Excerpts of annotation records
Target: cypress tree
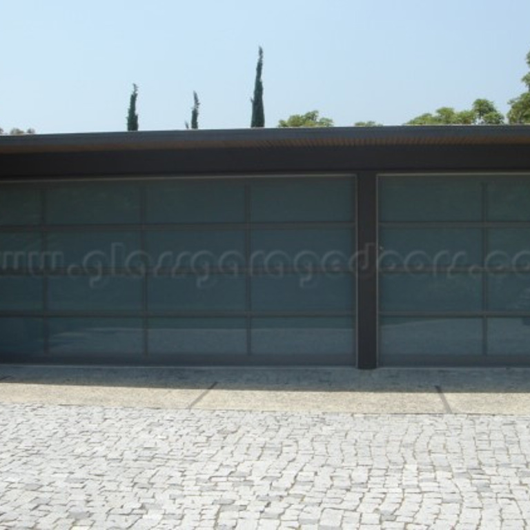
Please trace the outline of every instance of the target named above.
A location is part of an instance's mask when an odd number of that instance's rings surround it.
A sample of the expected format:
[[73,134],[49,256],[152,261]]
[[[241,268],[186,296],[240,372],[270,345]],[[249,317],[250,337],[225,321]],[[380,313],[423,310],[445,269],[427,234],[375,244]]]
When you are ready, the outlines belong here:
[[263,48],[259,46],[259,52],[256,65],[256,80],[254,83],[254,97],[252,102],[252,119],[251,127],[265,126],[265,111],[263,108],[263,82],[262,72],[263,71]]
[[136,113],[136,100],[138,97],[138,86],[132,84],[132,92],[129,100],[129,110],[127,114],[127,130],[138,130],[138,115]]
[[197,92],[193,92],[193,106],[191,108],[191,128],[199,128],[199,106],[200,106]]

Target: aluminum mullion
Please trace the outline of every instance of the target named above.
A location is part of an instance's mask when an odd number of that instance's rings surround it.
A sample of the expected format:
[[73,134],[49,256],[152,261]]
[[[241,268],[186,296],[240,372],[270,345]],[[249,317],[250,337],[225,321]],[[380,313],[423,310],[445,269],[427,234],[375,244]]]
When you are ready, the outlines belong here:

• [The problem]
Copy the data above line for line, leaving out the pictures.

• [Finished task]
Target: cypress tree
Please trace the outline of every instance of the target named above.
A location is part of an instance's mask when an odd number of that instance's rings surround it.
A sample of the expected format:
[[73,134],[49,256],[152,261]]
[[[241,268],[186,296],[240,372],[270,345]],[[249,317],[250,337],[225,321]],[[380,313],[423,310],[445,269],[427,234],[375,244]]]
When you are ready, the outlines belong here:
[[263,48],[259,46],[259,52],[256,65],[256,80],[254,83],[254,97],[252,102],[252,119],[251,127],[265,126],[265,111],[263,108],[263,82],[262,72],[263,71]]
[[136,113],[136,100],[138,97],[138,86],[132,84],[132,92],[129,100],[129,110],[127,114],[127,130],[138,130],[138,115]]
[[197,92],[193,92],[193,106],[191,108],[191,128],[199,128],[199,106],[200,106]]

Target: aluminum mullion
Please trace the outline of every instance of the target named above.
A location is part of an instance's mask when an odd number of that instance's rings surround it.
A sample of the expected format:
[[73,134],[49,256],[152,261]]
[[[241,268],[186,296],[240,372],[270,345]],[[249,317],[250,337],[225,321]],[[380,313],[423,310],[445,269],[427,234],[375,244]]]
When you are ready, the outlines belong here:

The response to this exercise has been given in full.